▸ Quoted text:
──────────────────────────────

In a workflow matching up a spec against some allowed values, I wish to find which rows (index) are matching a spec.
This is different from Pandas, isin, column of lists, as I an not matching each row against a (static) list.
I can do it with .explode
and .groupby
or with .apply
, but the first seems very complicated and the second has performance issues. There must be a better way, but which? I can't make .isin
broadcast, which otherwise would seem like the best solution.
(Example code also at https://colab.research.google.com/drive/1d8v6n99NPBaSufOsaWe3eRRrMgoSG_rr?usp=sharing)
import pandas as pd
import numpy as np
df = pd.DataFrame(data = {
'name': ['a', 'b', 'c'],
'lst': [[0,2,4], [1,2], []],
'spec': [2,4,0]
})
expect = pd.DataFrame(data= {
'name': ['a', 'b', 'c'],
'match_spec': [True, False, False]
})
def check(f):
try:
got = f()

──────────────────────────────

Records
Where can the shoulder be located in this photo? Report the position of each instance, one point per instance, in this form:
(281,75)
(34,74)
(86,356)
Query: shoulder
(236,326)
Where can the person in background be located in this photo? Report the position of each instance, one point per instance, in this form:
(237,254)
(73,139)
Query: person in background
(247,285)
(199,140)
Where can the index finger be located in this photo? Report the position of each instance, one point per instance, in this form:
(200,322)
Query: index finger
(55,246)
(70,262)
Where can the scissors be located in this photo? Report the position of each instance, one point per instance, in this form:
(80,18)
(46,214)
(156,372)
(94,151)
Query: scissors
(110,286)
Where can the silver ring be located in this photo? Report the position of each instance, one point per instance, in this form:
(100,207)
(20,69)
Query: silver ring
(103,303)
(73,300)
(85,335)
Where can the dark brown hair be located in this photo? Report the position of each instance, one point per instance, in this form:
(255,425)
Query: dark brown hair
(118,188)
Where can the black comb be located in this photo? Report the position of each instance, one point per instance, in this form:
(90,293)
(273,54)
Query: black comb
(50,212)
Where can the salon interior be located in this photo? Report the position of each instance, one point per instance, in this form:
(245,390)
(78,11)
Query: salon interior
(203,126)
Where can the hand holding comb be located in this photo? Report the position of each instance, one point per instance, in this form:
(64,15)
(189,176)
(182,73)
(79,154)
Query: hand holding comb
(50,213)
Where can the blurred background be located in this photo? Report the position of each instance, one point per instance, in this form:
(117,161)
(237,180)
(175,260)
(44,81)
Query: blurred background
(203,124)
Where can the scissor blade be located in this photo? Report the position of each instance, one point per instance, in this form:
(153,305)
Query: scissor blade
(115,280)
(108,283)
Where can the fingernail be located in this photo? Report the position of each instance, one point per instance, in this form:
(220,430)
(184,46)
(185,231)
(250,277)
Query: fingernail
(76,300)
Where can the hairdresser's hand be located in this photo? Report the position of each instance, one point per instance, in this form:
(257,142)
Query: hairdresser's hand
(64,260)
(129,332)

──────────────────────────────

▸ Complete the following:
A: In the pandas post, which method does the author say they can't make broadcast?
B: Repeat the part of the pandas post between "I can do it" and "the best solution.", inclusive.
The records are separate from the pandas post.

▸ Task-by-task answers:
A: .isin

B:
I can do it with .explode
and .groupby
or with .apply
, but the first seems very complicated and the second has performance issues. There must be a better way, but which? I can't make .isin
broadcast, which otherwise would seem like the best solution.